--- Text provided Enclosed Below ---

Removing Barriers to Adoption
While some rural Americans continue to struggle with the problem of access to high-speed internet, for many living in urban environments the problem is one of adoption. The adoption gap in the digital divides comes from people who aren’t online because they lack the digital or language skills to get online, are unable to afford home internet or a computer, or fail to see why broadband is necessary. The adoption gap cuts across demographic and geographic lines, but disproportionately impacts less advantaged communities. According to the National Urban League’s Latimer Plan for Digital Equity and Inclusion, the adoption gap is most likely to impact “low-income households, those with lower education levels, older adults, Black Americans, Latinxs, and Native Americans.”
Addressing the adoption gap requires a clear-eyed understanding of the underlying and systemic barriers to adoption that millions of Americans face. Only by addressing these root causes of inequity will we be able to reach our goal of closing the digital divide.
Internet Service Now Available at No Cost to Eligible Low-Income Households
One of the key barriers to adoption for many American families is affordability. To make broadband affordable for all Americans, the bipartisan Infrastructure Investment and Jobs Act created the Affordable Connectivity Program (ACP). The ACP offers eligible families in need a discount of up to:
- $30 per month toward internet service and up to $75 per month for eligible households on Tribal lands.
- Eligible households can also receive a one-time discount of up to $100 to purchase a laptop, desktop computer, or tablet from participating providers if the household contributes more than $10 and less than $50 toward the purchase price.
- Most eligible low-income families can now subscribe to high-speed internet service at absolutely no cost to them – but many families still don’t know about the program. Spreading awareness of the ACP is a key step in lessening barriers to adoption.
Learn More or Enroll Today!
Qualifying households can enroll in the Affordable Connectivity Program by visiting www.ACPbenefit.org or by calling (877) 384-2575 to request a mail-in application.
Promoting the Affordable Connectivity Program
More than 10 million households have already enrolled in ACP, but many more are eligible. Spreading awareness of this program will help many more families who struggle to afford internet service get online.
- Help Your Community Enroll: The FCC is mobilizing people and organizations to help share important consumer information about the new Affordable Connectivity Program. Sign up as an enrollment partner today at www.fcc.gov/ACP.
- Spread the Word: Are you organizing school packet pick-ups or a local food drive? Print out flyers to include in pick-up materials. Print off your choice of flyers in a variety of sizes and languages by visiting www.fcc.gov/acp-consumer-outreach-toolkit.

--- End of Enclosed Text provided ---

#### Tasks and exercises:
**1.** Decide whether each statement below agrees with the passage on barriers to internet adoption, answering yes or no and quoting the words from the passage that decide it. (a) Eligible households on Tribal lands can get up to $75 per month toward internet service. (b) The one-time device discount applies when a household pays less than $10 toward the purchase. (c) Fewer than 10 million households have enrolled in the ACP so far.
**2.** Print everything in the passage on barriers to internet adoption from "Qualifying households can" down to "by visiting www.fcc.gov/acp-consumer-outreach-toolkit.", with no changes.

--- Entries supplied Enclosed Below ---

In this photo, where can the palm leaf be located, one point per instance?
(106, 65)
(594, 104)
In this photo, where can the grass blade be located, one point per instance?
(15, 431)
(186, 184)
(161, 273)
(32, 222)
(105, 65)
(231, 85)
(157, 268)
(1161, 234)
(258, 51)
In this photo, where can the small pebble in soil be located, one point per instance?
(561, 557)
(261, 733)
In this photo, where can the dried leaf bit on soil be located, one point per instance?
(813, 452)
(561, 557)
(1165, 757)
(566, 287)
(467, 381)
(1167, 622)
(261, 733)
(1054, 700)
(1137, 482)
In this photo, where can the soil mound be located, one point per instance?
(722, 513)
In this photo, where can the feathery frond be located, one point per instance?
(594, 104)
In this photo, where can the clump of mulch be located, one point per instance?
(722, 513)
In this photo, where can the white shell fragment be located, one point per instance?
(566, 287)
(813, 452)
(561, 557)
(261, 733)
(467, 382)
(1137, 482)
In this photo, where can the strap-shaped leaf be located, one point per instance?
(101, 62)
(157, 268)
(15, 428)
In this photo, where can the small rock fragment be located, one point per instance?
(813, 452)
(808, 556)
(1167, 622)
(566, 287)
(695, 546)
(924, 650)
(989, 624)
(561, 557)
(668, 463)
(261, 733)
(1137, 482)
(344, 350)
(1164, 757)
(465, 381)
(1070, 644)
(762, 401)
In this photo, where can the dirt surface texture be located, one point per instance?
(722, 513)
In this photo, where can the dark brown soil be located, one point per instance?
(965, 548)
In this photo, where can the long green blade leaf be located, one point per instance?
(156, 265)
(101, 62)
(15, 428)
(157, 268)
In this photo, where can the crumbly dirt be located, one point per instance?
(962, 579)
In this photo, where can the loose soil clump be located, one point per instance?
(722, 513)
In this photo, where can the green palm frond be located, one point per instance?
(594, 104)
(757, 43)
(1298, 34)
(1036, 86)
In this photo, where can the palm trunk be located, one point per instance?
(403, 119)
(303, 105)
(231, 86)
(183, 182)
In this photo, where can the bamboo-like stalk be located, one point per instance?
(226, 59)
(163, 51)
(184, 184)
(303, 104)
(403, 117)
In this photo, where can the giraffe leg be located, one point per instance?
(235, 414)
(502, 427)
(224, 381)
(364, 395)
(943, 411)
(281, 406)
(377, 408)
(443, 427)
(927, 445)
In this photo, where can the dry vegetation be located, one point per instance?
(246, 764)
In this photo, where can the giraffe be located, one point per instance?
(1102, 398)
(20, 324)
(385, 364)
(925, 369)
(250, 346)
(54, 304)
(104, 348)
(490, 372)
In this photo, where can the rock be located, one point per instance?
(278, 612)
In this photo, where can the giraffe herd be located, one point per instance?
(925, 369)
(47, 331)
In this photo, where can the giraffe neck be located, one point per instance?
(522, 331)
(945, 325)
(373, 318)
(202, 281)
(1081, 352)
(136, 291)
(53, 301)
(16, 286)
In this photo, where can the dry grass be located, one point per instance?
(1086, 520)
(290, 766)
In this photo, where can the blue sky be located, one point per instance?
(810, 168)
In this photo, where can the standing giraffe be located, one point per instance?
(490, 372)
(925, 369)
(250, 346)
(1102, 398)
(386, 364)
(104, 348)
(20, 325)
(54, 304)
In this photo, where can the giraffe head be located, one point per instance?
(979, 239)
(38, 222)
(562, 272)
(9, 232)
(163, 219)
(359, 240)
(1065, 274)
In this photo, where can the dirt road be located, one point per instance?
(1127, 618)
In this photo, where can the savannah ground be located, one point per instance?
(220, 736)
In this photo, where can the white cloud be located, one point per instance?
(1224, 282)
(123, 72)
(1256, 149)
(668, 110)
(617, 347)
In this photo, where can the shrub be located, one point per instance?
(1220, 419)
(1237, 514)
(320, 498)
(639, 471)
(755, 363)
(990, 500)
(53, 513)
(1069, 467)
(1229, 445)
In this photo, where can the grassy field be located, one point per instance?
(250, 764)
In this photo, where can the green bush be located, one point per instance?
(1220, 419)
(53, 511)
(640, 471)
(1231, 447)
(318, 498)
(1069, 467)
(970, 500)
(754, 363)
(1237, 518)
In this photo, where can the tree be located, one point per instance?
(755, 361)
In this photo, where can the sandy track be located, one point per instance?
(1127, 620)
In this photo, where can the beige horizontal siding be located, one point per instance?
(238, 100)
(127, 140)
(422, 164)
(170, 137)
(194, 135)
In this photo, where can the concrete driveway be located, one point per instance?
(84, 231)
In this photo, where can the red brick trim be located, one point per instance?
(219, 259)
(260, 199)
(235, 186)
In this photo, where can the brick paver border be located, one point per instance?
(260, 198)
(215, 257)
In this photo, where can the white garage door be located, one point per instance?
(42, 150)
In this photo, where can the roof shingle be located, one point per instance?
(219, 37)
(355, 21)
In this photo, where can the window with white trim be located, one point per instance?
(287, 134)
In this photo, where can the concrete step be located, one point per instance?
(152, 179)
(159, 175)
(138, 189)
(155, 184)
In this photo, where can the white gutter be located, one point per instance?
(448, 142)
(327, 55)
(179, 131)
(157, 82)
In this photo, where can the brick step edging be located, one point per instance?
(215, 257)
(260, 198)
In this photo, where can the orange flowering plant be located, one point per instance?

--- End of Enclosed Entries supplied ---

#### Answers by item number:
**1.**
(a) Yes: "up to $75 per month for eligible households on Tribal lands"
(b) No: "if the household contributes more than $10 and less than $50 toward the purchase price"
(c) No: "More than 10 million households have already enrolled in ACP"

**2.**
Qualifying households can enroll in the Affordable Connectivity Program by visiting www.ACPbenefit.org or by calling (877) 384-2575 to request a mail-in application.
Promoting the Affordable Connectivity Program
More than 10 million households have already enrolled in ACP, but many more are eligible. Spreading awareness of this program will help many more families who struggle to afford internet service get online.
- Help Your Community Enroll: The FCC is mobilizing people and organizations to help share important consumer information about the new Affordable Connectivity Program. Sign up as an enrollment partner today at www.fcc.gov/ACP.
- Spread the Word: Are you organizing school packet pick-ups or a local food drive? Print out flyers to include in pick-up materials. Print off your choice of flyers in a variety of sizes and languages by visiting www.fcc.gov/acp-consumer-outreach-toolkit.